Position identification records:

====

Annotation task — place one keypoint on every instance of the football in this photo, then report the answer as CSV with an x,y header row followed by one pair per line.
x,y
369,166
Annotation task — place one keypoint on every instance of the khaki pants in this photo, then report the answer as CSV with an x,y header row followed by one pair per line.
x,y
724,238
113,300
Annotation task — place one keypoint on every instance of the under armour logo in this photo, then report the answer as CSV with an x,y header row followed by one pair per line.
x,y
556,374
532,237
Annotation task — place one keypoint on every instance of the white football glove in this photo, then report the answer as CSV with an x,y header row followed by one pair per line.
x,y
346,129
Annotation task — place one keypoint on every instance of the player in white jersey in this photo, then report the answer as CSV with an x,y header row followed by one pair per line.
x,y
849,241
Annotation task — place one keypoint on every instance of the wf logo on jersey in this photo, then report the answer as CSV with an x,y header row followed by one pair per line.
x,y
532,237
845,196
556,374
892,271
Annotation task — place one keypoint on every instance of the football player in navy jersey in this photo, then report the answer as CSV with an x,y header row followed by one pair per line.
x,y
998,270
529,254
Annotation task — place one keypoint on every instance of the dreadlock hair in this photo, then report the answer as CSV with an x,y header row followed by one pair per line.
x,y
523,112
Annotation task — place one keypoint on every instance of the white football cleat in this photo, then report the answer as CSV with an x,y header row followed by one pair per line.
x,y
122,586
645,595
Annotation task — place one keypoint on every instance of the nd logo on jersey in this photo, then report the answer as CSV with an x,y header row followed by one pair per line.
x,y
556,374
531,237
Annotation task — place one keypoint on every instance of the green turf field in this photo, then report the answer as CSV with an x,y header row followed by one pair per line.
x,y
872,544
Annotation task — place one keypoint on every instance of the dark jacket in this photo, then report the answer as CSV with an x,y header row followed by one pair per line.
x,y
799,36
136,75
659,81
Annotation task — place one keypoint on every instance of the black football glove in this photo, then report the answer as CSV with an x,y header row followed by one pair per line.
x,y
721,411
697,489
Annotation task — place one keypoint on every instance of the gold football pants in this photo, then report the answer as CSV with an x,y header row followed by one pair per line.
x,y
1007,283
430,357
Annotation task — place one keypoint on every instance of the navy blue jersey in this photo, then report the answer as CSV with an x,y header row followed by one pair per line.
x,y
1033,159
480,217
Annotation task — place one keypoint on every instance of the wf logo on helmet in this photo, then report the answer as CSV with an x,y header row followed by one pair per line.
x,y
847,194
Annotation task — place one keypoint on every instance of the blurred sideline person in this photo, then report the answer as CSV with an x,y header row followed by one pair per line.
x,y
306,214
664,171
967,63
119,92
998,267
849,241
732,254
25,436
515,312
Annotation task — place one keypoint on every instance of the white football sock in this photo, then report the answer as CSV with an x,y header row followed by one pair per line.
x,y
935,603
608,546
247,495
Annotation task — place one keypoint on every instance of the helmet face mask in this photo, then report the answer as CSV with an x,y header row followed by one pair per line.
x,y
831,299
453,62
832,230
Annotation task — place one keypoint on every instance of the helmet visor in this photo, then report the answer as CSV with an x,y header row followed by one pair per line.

====

Beginning at the line that contains "of the blurred" and ending with the last line of the material, give each of those lines as one string in a JSON list, leaving out blank lines.

[
  "Annotation task — place one keypoint on every instance of the blurred sideline person in this photo, then report the answer as CSV with an x,y header row followed by one pair per line.",
  "x,y",
  "306,214",
  "664,171",
  "967,63",
  "119,92",
  "998,267",
  "849,241",
  "732,254",
  "25,436",
  "515,312",
  "Annotation task — place one keypoint on every instance of the white football sock in this photo, then report the answer as CSV with an x,y header row followed by one pair per line.",
  "x,y",
  "935,603",
  "608,546",
  "247,495",
  "Annotation task — place one keypoint on every instance of the helmet face mask in this photo, then report the answer as CSV with an x,y header row followed by one pair per line.",
  "x,y",
  "831,299",
  "453,62",
  "832,230",
  "Annotation task — place one keypoint on every instance of the helmet visor in this photo, then report the answer as CSV with an x,y header row followed by one pair per line."
]